> [Document]:
Neutral citation: [2024] KEELC 400 (KLR)

Republic of Kenya

In the Environment and Land Court at Eldoret

Environment & Land Case E018 of 2023

EO Obaga, J

February 1, 2024

Between

Robert Oleiterem Chepawoy

Plaintiff

and

Ezekiel Kemboi Yano

1st Defendant

Stephen Maraba Kemboi

2nd Defendant

Ruling

1. This is a ruling in respect of a Notice of motion dated 24. 10. 2023 in which the Plaintiff/Applicant seeks the following orders:-1. Spent2. Spent3. That Respondent, agents, assigns, servants and any person/purchasers claiming under him be restrained from further constructing, trespassing, selling, disposing or in any manner interfering with that parcel known as Eldoret Municipality/Block 14/533 pending the hearing of the suit.4. That dealings in the land parcel Eldoret Municipality/Block 14/533 be restricted by way of registration of restriction by Land Registrar, Uasin Gishu County pending hearing of this application and thereafter pending the hearing and determination of the suit.5. That dealings in the land parcel Eldoret Municipality/Block 14/533 be restricted by way of registration of restriction by Land Registrar, Uasin Gishu County pending the hearing and determination of the suit.6. That the costs of the application be provided for.

2. The 2nd Defendant/Respondent is the registered owner of LR. No. Eldoret Municipality Block 14/533 measuring 0. 4062 hectares (suit property). The 2nd Defendant sold the suit property to the 1st Defendant/Respondent. The suit property was sold before the process of succession in respect of the 2nd Respondent’s father was completed.

3. On 13/7/2021, the 1st Respondent sold 0. 2 hectares out of the suit property to the Applicant with the express permission of the 2nd Respondent. The Applicant purchased 0. 2 hectares from the 1st Respondent at a consideration of Kshs 7,750,000/=. He paid Kshs 6,000,000/= and the balance of Kshs 1,750,010/= was to be paid upon the 1st Respondent producing a certificate of lease in his favour from the 2nd Respondent.

4. The 2nd Respondent has since had the suit property transmitted to him and is now the registered owner of the suit property. Unknown to the 2nd Respondent, the 1st Respondent sold the entire suit property to a third party notwithstanding the fact that he had received Kshs. 6,000,000/= from the Applicant in addition to Kshs. 670,000/= which he received from the Applicant despite the fact that he had not obtained a certificate of lease in his favour as per the agreement. It is on this basis that the Applicant is seeking for injunctive orders against the 1st Respondent and for a restriction against any dealings on the suit property until this suit is heard and determined.

5. The Applicant contends that unless an injunction is granted, the third party who has already started construction on the suit property will complete the construction and therefore he will suffer loss which will not be compensated in monetary terms. The Applicant further contends that the 1st Respondent has already admitted that he is not in a position to refund the amount paid as he no longer has interest in the suit property having relinquished his interest to a third party.

> [To do]:
[A] List every person named in the ruling.
[B] Reproduce the stretch of the ruling from "3. On 13/7/2021, the" through "from the 2nd Respondent." word for word.

> [Data provided]:
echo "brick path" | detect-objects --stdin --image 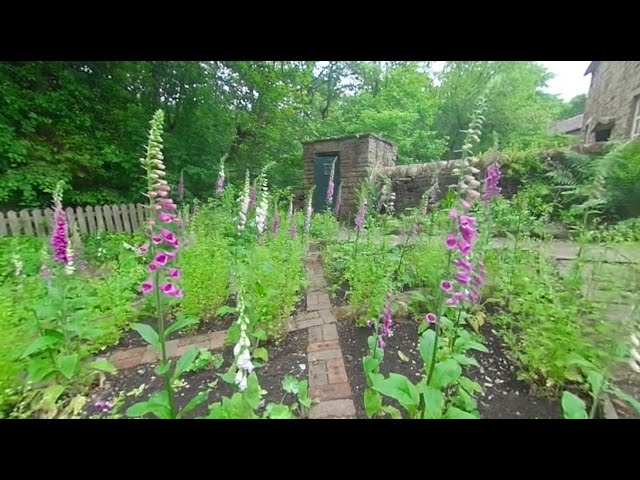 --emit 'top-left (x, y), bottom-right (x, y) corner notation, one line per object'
(289, 246), (356, 418)
(107, 242), (356, 418)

> [Answers to each task]:
[A]
EO Obaga
Robert Oleiterem Chepawoy
Ezekiel Kemboi Yano
Stephen Maraba Kemboi

[B]
3. On 13/7/2021, the 1st Respondent sold 0. 2 hectares out of the suit property to the Applicant with the express permission of the 2nd Respondent. The Applicant purchased 0. 2 hectares from the 1st Respondent at a consideration of Kshs 7,750,000/=. He paid Kshs 6,000,000/= and the balance of Kshs 1,750,010/= was to be paid upon the 1st Respondent producing a certificate of lease in his favour from the 2nd Respondent.